Source excerpt
· · ·

# Do you feel something inside? Must be God!



## WrittenFromUtopia (Jun 21, 2005)

My girlfriend was telling me about how at her home church (currently) they were presenting the gospel to the children (vacation bible school at an SBC church), and the teachers were telling the children that God would make them "feel something strange inside" if He wanted them to believe the things they were teaching the kids.

I immediately thought to myself (after throwing up and spitting nails for a few minutes, in disgust and agony), isn't this Mormon heresy, not Christian teaching?

Am I off base here? Teaching our kids that they know things are true _when they feel something inside_???


----------



## blhowes (Jun 21, 2005)

> _Originally posted by WrittenFromUtopia_
> My girlfriend was telling me about how at her home church (currently) they were presenting the gospel to the children (vacation bible school at an SBC church), and the teachers were telling the children that God would make them "feel something strange inside" if He wanted them to believe the things they were teaching the kids.
> 
> I immediately thought to myself (after throwing up and spitting nails for a few minutes, in disgust and agony), isn't this Mormon heresy, not Christian teaching?
> ...


I'm hoping that the real reason you're concerned about it isn't because you've never felt that strange feeling inside that they're talking about. You have felt it, haven't you?

In a way, I can relate to what he's saying, but I'd never use the feelings I felt as a standard for seeing if God was working in a person's heart. As I think back on my regeneration/conversion, there were a myriad of emotions and feelings going on inside of me leading up to and then after my conversion. As an athiest, recognizing that a God I didn't believe existed was drawing me to himself, caused some pretty weird feelings inside. Recognizing I had offended and sinned against a God I didnt' even believe in was kind of a panicky feeling, making me feel like I wanted to run, but recognizing there was no place I could run to. Recognizing that I needed to repent of my sins and believe in Jesus gave me a humbling feeling. After I had done business with God, there was a feeling of joy, mixed with a feeling of embarrassment that I was so stupid to have waited so long (not realizing that the timing was beyond my control).

· · ·

Data extract
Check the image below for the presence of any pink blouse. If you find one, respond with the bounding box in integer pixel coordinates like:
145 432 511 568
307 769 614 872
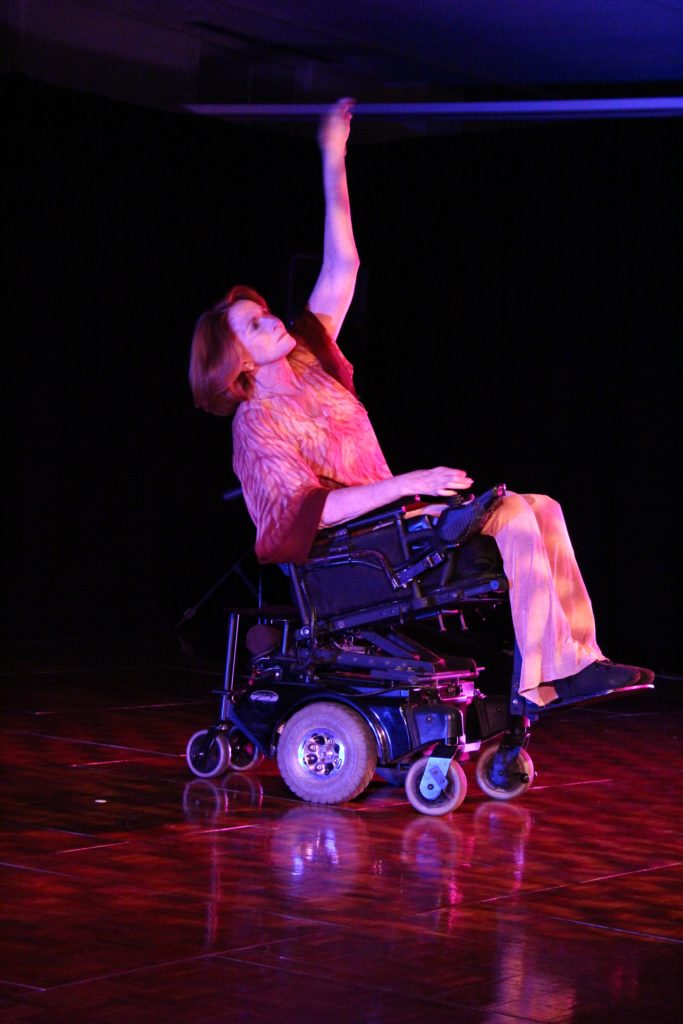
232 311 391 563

· · ·

Directions
1) In the forum thread about feeling something inside, what kind of church held the vacation bible school?
2) Pick up the forum thread about feeling something inside after the last sentence of the final post, and continue it.

The responses
1) An SBC church.

2)
...but that was just me. They were strange feelings, but to make them the norm and say that others would feel those feelings I don't think is right. I don't think the Bible spells out what emotions, whether strange or otherwise, people will feel when God works in their heart.

I can't help but wonder if any of those kids left the VBS saved, but are uncertain because they never felt that strange feeling the teachers were talking about.


----------



## Me Died Blue (Jun 21, 2005)

Unfortunately, that is far from unique to "Mormon heresy." In fact, as soon as you began describing what they said, my first thought was, "Oh, must be a church with a charismatic slant." Having been raised in the Assemblies of God, I can say that putting that much weight and reliance upon random feelings and attributing it to God's revelation or "special moving" is almost _more_ than just the norm in some circles.

In many ways, it's Gnosticism's remnant in contemporary evangelicalism.


----------



## VirginiaHuguenot (Jun 21, 2005)

It's called the "Highlander" spidey sense!


----------



## Tirian (Jun 21, 2005)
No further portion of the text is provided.